Задания -
1. Переведите на английский язык предложение из фрагмента: «Иногда до нас доносился отдаленный орудийный гром».
2. Воспроизведите дословно часть фрагмента: всё, начиная со слов «Этими топорными методами» и вплоть до слов «леса Южной Венгрии.».

Однажды мы нашли немецкую листовку ОКХ (Главного командования сухопутных сил) с призывом к солдатам 6-й армии и схемой линии фронта в Карпатах. Хотя она была датирована довольно давним числом, эта схема все же дала нам достаточно важную информацию. Иногда до нас доносился отдаленный орудийный гром. Однако радовались мы слишком рано, поскольку, хотя мы целыми днями двигались в том направлении, фронт все не приближался, так как наши войска отступали.
В середине сентября стало ощущаться планомерное наводнение местного населения со стороны Советов всякими подстрекательскими слухами и дезинформацией о положении на фронте, направленной на то, чтобы смутить всех германских солдат, пробивающихся к своим, и поколебать их решимость сделать это. По мере того как мы приближались к линии фронта, среди населения стали распространяться слухи о том, что линии фронта будто бы больше нет, а есть только один большой новый котел, который вот-вот будет ликвидирован.
Этими топорными методами врагу не удалось подорвать нашу волю прорваться к германским войскам — несмотря на все усиливающееся телесное изнеможение, на все растущее обременение ранеными, которых приходилось тащить с собой, несмотря на толстые мозоли на наших ногах, несмотря на все новые и новые разочарования, когда мы были уже вблизи германского фронта, а он снова и снова откатывался назад. Почти каждый день мы попадали под удары врага, его оперативные группы преследовали нас. Но всякий раз нам удавалось проскользнуть буквально под носом у русских поисковых команд, а потом и уйти, напрягая последние силы, через Карпаты в леса Южной Венгрии.

Предоставленный материал -
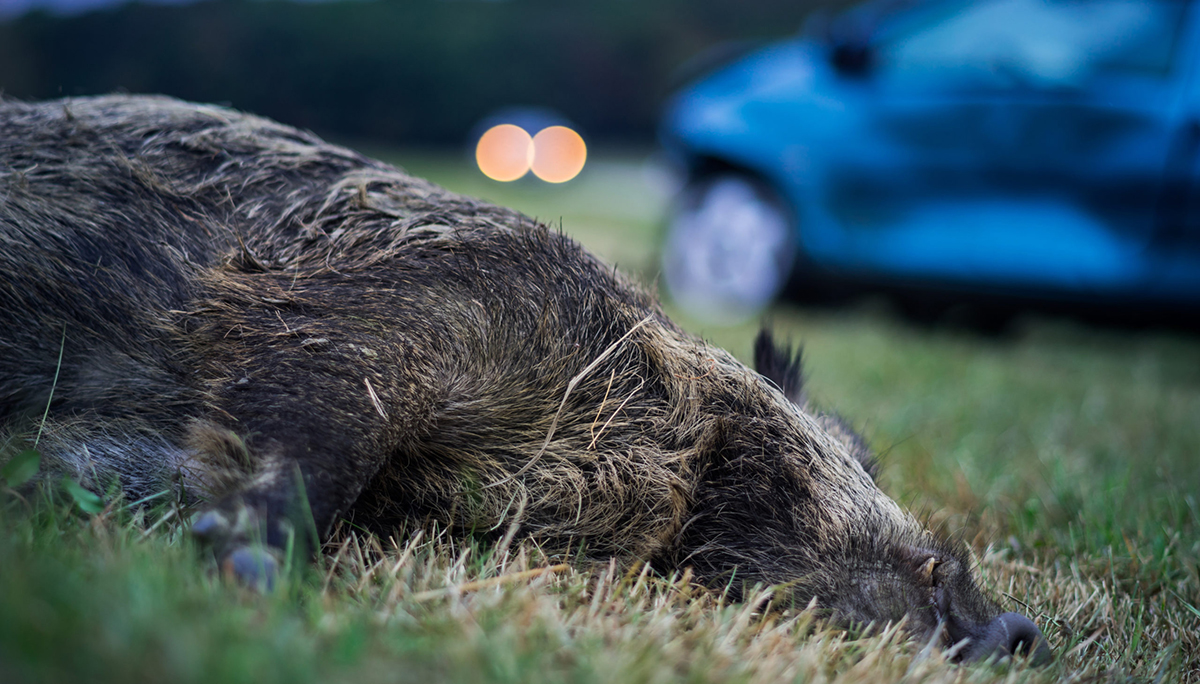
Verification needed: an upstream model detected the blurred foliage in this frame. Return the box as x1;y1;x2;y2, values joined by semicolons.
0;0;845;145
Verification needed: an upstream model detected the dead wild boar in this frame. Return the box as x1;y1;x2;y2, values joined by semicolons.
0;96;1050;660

Ответы к заданиям -
1. At times the distant thunder of guns reached us.

2.
Этими топорными методами врагу не удалось подорвать нашу волю прорваться к германским войскам — несмотря на все усиливающееся телесное изнеможение, на все растущее обременение ранеными, которых приходилось тащить с собой, несмотря на толстые мозоли на наших ногах, несмотря на все новые и новые разочарования, когда мы были уже вблизи германского фронта, а он снова и снова откатывался назад. Почти каждый день мы попадали под удары врага, его оперативные группы преследовали нас. Но всякий раз нам удавалось проскользнуть буквально под носом у русских поисковых команд, а потом и уйти, напрягая последние силы, через Карпаты в леса Южной Венгрии.